» Instruction 1
Rewrite the rows of the data file below, changing every "instance" to "object" and leaving everything else unchanged.

» Reading text
========
ELOG will use Cayman law to bypass several Nasdaq shareholder-approval rules.

Eastern International Ltd. is relying on Nasdaq’s home country rule to follow Cayman Islands practices instead of specific Nasdaq corporate governance standards. This affects requirements for holding an annual shareholder meeting and for obtaining shareholder approval before issuing securities for acquisitions, equity compensation plans, or certain large, discounted private placements.

Ogier, the company’s Cayman Islands counsel, has certified that Cayman law does not require these U.S.-style protections, which allows the company to operate without those Nasdaq shareholder-approval thresholds. This can change how and when investors have a formal vote on major share issuances or governance items, even though the company notes that otherwise its practices are not significantly different from domestic U.S. issuers.

Future decisions involving acquisitions funded with shares, new or amended equity compensation arrangements, or issuances of 20% or more of voting power outside a public offering may proceed without the shareholder approvals that Nasdaq normally requires, within the bounds of Cayman law and the company’s own governing documents.
========
» Instruction 2
Translate this sentence from the piece on Eastern International's governance into Spanish: "ELOG will use Cayman law to bypass several Nasdaq shareholder-approval rules."

» Part of a data file
========
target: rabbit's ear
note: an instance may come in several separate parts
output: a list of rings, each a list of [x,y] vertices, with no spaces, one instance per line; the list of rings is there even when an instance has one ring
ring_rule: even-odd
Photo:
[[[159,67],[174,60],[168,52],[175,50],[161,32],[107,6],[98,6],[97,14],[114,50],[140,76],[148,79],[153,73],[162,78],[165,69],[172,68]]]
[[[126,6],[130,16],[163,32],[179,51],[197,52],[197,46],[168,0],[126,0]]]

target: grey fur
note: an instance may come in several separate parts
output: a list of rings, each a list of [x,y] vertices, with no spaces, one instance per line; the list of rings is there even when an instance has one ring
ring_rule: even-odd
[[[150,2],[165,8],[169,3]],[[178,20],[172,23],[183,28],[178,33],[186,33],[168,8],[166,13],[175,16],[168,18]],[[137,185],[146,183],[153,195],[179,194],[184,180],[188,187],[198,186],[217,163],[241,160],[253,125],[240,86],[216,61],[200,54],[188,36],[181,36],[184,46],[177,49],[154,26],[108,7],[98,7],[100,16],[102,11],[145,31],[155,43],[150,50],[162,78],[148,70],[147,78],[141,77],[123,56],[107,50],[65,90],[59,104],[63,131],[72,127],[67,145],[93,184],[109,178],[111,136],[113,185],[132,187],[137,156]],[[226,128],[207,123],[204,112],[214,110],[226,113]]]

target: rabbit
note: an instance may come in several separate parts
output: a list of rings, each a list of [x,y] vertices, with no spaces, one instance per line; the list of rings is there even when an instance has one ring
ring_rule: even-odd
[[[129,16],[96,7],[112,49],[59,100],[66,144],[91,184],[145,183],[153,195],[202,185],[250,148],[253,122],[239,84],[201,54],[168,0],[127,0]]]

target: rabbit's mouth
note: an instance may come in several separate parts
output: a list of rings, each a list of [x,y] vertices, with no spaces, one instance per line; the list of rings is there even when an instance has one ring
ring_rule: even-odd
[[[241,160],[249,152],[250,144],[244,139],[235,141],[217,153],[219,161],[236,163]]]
========
» Exercise answer 1
target: rabbit's ear
note: an object may come in several separate parts
output: a list of rings, each a list of [x,y] vertices, with no spaces, one object per line; the list of rings is there even when an object has one ring
ring_rule: even-odd
Photo:
[[[159,67],[174,60],[168,52],[175,50],[161,32],[107,6],[98,6],[97,14],[114,50],[140,76],[148,79],[153,73],[162,78],[165,69],[172,68]]]
[[[126,6],[130,16],[163,32],[179,51],[197,52],[197,46],[168,0],[126,0]]]

target: grey fur
note: an object may come in several separate parts
output: a list of rings, each a list of [x,y] vertices, with no spaces, one object per line; the list of rings is there even when an object has one ring
ring_rule: even-odd
[[[150,2],[165,8],[169,3]],[[178,20],[172,23],[183,28],[178,33],[186,33],[168,8],[166,13],[175,16],[168,18]],[[137,185],[146,183],[153,195],[179,194],[184,180],[188,187],[198,186],[217,163],[241,160],[253,125],[240,86],[216,61],[200,54],[188,36],[181,36],[184,46],[177,49],[154,26],[108,7],[98,7],[100,16],[102,11],[145,31],[155,43],[150,50],[162,78],[148,70],[147,78],[141,77],[123,56],[107,50],[65,90],[59,104],[63,131],[72,127],[67,145],[93,184],[109,178],[111,136],[113,185],[132,187],[137,156]],[[226,128],[207,123],[204,112],[214,110],[226,113]]]

target: rabbit
note: an object may come in several separate parts
output: a list of rings, each a list of [x,y] vertices, with no spaces, one object per line; the list of rings is there even when an object has one ring
ring_rule: even-odd
[[[129,16],[96,7],[112,49],[59,100],[66,144],[91,184],[145,183],[153,195],[202,185],[250,148],[253,122],[239,84],[201,54],[168,0],[127,0]]]

target: rabbit's mouth
note: an object may come in several separate parts
output: a list of rings, each a list of [x,y] vertices, with no spaces, one object per line; the list of rings is there even when an object has one ring
ring_rule: even-odd
[[[241,160],[249,152],[250,144],[244,139],[235,141],[217,153],[219,161],[236,163]]]

» Exercise answer 2
ELOG utilizará la legislación de las Islas Caimán para eludir varias normas de Nasdaq sobre la aprobación de los accionistas.